Nothing in the entries may differ when you return them.

═══ Data for analysis ═══

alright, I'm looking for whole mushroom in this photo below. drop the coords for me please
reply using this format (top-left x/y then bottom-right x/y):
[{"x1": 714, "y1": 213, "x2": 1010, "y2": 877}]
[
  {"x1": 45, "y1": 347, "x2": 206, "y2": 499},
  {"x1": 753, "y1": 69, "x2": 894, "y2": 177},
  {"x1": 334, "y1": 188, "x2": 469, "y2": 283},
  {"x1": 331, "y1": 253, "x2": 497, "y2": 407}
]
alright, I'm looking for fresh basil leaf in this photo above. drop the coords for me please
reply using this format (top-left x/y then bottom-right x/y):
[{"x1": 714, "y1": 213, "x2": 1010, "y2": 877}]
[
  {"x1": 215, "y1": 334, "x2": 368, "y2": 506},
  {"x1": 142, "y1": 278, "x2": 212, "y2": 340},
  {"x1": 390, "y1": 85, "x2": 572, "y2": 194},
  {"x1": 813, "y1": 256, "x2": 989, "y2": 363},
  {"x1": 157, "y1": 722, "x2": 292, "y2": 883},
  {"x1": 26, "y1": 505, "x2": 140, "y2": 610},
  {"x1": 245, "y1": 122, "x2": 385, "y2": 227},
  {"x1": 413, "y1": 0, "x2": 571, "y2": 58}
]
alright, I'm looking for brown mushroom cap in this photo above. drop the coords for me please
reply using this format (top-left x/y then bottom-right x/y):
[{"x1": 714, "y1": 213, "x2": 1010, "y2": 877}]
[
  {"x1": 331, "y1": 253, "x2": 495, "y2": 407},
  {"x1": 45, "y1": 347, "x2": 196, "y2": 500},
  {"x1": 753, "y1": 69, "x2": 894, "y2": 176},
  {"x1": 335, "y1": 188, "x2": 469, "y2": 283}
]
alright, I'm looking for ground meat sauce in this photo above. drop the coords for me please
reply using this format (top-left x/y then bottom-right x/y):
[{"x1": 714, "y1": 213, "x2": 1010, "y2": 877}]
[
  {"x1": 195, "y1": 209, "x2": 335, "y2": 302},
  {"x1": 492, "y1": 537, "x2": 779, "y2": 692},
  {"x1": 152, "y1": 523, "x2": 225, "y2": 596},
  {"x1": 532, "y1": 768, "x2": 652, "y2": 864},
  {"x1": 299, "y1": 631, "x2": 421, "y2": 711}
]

═══

### Task response
alright, I'm looking for whole mushroom in this photo below. drop the coords for me please
reply using this format (top-left x/y then bottom-right x/y):
[{"x1": 714, "y1": 213, "x2": 1010, "y2": 877}]
[
  {"x1": 45, "y1": 347, "x2": 206, "y2": 499},
  {"x1": 753, "y1": 69, "x2": 894, "y2": 177},
  {"x1": 334, "y1": 188, "x2": 469, "y2": 283},
  {"x1": 331, "y1": 253, "x2": 497, "y2": 407}
]
alright, I'm looking for fresh basil leaf in this photo above. drop the coords for me please
reply using this format (top-left x/y then bottom-right x/y):
[{"x1": 714, "y1": 213, "x2": 1010, "y2": 877}]
[
  {"x1": 215, "y1": 334, "x2": 368, "y2": 506},
  {"x1": 142, "y1": 278, "x2": 212, "y2": 340},
  {"x1": 390, "y1": 85, "x2": 572, "y2": 194},
  {"x1": 813, "y1": 256, "x2": 989, "y2": 363},
  {"x1": 157, "y1": 722, "x2": 292, "y2": 883},
  {"x1": 26, "y1": 505, "x2": 140, "y2": 610},
  {"x1": 245, "y1": 122, "x2": 385, "y2": 227},
  {"x1": 413, "y1": 0, "x2": 571, "y2": 58}
]
alright, I'm looking for brown mushroom cap in this photo above. drop the coords for me please
reply using this format (top-left x/y then bottom-right x/y):
[{"x1": 714, "y1": 213, "x2": 1010, "y2": 877}]
[
  {"x1": 331, "y1": 253, "x2": 495, "y2": 407},
  {"x1": 45, "y1": 347, "x2": 196, "y2": 500},
  {"x1": 753, "y1": 69, "x2": 894, "y2": 176},
  {"x1": 335, "y1": 188, "x2": 469, "y2": 283}
]
alright, I'm looking for ground meat sauce in this photo above. drop the coords for me please
reply using this format (top-left x/y then bottom-right x/y):
[{"x1": 714, "y1": 213, "x2": 1010, "y2": 877}]
[
  {"x1": 195, "y1": 209, "x2": 335, "y2": 302},
  {"x1": 492, "y1": 537, "x2": 779, "y2": 692},
  {"x1": 152, "y1": 523, "x2": 225, "y2": 596},
  {"x1": 532, "y1": 768, "x2": 652, "y2": 864},
  {"x1": 299, "y1": 631, "x2": 421, "y2": 711}
]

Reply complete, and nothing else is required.